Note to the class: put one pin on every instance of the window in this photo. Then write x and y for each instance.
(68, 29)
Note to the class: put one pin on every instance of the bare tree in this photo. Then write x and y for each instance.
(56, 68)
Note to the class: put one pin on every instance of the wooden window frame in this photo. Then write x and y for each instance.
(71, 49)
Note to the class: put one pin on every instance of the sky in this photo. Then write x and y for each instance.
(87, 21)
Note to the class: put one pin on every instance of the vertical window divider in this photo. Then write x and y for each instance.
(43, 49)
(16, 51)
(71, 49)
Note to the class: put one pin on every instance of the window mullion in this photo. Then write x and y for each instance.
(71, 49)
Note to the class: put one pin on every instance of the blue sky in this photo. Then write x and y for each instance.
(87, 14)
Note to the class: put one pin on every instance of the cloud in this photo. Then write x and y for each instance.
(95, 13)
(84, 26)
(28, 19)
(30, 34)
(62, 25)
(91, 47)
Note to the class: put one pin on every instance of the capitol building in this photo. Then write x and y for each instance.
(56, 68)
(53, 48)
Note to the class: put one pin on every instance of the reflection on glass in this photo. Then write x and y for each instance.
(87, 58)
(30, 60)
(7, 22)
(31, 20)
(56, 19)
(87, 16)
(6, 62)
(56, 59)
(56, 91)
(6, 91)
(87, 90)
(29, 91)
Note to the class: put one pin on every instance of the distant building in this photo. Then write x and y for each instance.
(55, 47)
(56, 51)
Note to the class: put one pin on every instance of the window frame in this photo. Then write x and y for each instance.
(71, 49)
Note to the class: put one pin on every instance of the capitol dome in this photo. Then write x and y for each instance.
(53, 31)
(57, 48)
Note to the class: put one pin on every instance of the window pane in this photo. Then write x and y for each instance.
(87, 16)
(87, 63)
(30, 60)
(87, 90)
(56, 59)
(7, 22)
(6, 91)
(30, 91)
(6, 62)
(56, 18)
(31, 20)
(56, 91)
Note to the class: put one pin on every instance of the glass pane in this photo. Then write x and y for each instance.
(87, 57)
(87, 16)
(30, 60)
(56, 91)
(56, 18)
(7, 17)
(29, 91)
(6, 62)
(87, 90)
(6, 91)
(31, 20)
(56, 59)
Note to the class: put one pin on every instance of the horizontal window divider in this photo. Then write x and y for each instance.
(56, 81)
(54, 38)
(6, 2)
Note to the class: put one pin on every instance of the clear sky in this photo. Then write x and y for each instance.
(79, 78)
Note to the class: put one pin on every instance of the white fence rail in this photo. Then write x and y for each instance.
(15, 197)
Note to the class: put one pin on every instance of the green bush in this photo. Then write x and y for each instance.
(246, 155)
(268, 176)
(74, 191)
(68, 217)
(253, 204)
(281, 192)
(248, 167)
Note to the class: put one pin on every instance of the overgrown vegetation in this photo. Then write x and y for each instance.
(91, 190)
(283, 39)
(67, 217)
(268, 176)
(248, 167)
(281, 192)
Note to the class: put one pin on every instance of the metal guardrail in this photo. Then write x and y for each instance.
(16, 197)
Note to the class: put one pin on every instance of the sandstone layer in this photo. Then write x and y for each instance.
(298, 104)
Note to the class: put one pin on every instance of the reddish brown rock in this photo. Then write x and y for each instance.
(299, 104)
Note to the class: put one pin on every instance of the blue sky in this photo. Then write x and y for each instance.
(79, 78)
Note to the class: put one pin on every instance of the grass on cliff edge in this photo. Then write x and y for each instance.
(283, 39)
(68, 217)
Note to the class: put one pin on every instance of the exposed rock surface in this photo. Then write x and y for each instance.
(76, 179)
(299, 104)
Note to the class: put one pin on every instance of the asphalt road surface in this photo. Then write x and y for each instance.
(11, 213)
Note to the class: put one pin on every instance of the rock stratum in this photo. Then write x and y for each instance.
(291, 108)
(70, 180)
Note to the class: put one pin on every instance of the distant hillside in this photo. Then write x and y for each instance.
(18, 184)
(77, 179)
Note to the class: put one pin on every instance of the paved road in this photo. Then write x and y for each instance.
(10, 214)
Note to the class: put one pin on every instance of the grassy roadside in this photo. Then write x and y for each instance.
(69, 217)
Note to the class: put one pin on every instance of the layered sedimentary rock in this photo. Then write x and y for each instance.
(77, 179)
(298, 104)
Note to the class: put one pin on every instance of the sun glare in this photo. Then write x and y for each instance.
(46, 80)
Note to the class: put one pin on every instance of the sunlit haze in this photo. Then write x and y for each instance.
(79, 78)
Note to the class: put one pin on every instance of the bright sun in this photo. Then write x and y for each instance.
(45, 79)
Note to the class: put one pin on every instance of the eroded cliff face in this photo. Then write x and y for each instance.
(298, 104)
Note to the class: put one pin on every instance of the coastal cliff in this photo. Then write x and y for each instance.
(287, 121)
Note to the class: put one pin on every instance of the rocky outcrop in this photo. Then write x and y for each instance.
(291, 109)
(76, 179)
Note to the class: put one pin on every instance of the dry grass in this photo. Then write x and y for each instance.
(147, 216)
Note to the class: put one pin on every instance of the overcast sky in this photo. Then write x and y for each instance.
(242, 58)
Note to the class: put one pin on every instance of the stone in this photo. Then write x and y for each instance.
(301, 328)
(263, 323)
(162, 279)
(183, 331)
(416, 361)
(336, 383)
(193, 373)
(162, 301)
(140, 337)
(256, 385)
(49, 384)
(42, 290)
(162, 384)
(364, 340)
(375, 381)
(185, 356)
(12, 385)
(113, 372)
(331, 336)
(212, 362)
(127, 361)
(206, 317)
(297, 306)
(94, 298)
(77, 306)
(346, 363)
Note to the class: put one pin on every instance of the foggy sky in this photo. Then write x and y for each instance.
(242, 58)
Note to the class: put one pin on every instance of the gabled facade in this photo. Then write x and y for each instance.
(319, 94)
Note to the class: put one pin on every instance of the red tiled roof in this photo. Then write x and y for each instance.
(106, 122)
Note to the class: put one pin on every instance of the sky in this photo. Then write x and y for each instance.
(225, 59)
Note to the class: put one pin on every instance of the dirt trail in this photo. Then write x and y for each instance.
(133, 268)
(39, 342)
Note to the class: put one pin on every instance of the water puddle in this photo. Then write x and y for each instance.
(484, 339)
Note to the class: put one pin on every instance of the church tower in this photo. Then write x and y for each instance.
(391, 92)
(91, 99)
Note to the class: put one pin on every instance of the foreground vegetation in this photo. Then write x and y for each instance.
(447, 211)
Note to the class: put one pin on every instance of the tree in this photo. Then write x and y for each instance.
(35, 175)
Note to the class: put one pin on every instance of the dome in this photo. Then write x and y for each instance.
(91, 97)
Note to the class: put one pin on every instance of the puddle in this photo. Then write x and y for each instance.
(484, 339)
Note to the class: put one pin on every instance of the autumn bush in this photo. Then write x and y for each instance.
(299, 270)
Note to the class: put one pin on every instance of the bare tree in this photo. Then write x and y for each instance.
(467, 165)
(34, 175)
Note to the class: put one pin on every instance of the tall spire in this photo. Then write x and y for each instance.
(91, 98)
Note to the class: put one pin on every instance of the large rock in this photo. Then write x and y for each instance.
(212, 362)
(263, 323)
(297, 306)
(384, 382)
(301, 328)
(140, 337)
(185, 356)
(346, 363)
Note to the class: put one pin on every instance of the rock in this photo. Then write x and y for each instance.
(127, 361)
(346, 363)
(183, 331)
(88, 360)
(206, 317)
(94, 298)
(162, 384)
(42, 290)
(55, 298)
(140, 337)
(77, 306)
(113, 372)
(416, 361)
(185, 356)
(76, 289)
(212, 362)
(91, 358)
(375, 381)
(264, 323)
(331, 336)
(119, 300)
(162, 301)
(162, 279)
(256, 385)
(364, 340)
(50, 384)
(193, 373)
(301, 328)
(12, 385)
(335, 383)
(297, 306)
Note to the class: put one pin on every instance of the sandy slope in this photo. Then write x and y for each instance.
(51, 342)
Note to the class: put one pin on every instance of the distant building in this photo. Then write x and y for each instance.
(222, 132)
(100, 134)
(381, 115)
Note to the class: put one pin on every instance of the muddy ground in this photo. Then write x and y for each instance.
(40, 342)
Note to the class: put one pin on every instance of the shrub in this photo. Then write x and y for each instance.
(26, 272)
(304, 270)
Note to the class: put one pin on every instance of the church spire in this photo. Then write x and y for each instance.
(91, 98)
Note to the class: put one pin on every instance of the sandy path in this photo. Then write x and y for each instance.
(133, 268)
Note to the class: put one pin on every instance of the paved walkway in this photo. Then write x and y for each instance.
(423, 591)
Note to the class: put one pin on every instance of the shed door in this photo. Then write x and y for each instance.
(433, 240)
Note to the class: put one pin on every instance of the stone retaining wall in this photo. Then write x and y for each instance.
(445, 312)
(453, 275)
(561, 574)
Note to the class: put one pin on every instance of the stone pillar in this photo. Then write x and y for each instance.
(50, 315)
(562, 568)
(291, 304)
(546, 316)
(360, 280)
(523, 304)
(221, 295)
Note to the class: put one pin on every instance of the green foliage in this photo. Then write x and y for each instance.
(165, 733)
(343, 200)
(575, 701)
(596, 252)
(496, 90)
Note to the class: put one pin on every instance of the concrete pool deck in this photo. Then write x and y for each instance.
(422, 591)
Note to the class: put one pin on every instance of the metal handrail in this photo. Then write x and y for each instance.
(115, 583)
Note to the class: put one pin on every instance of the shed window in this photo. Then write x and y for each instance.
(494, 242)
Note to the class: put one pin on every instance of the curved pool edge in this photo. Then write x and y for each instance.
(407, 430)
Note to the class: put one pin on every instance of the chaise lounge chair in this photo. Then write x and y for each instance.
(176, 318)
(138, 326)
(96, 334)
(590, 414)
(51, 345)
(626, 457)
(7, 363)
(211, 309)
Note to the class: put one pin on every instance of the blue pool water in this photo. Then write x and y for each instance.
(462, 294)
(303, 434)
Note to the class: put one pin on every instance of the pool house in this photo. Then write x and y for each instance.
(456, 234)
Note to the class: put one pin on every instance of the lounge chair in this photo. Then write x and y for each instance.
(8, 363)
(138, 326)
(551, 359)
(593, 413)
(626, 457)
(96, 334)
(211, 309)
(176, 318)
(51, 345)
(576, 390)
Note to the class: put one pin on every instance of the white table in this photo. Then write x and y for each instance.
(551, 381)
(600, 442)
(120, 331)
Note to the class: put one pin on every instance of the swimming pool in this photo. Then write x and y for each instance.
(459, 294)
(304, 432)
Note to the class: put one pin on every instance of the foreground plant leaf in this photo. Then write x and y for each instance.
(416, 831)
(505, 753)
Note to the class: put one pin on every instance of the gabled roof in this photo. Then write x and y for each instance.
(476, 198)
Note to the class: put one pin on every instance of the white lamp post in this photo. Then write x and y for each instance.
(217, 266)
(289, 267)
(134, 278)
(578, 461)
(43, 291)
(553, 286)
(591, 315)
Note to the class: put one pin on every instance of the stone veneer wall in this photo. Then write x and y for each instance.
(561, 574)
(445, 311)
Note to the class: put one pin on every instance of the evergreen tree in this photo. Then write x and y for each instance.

##############################

* [Instructions for the task]: Output the lines from the line containing "of the swimming" to the end, both included; add nothing.

* [Answer for this exercise]:
Note to the class: put one pin on every instance of the swimming pool in this photo. Then write x and y for each instance.
(459, 294)
(304, 432)
Note to the class: put one pin on every instance of the foreground plant leaf in this photo. Then write x and y for each instance.
(416, 831)
(505, 753)
Note to the class: put one pin on every instance of the gabled roof in this photo. Then write x and y for each instance.
(476, 198)
Note to the class: put one pin on every instance of the white lamp post in this photo. Then write x and y for each instance.
(217, 266)
(289, 267)
(134, 278)
(578, 461)
(43, 291)
(553, 286)
(591, 315)
Note to the class: put one pin on every instance of the stone veneer wall in this photo. Then write x and y for each instance.
(561, 574)
(445, 311)
Note to the class: put one pin on every instance of the evergreen tree in this photo. Then write x and y for each instance.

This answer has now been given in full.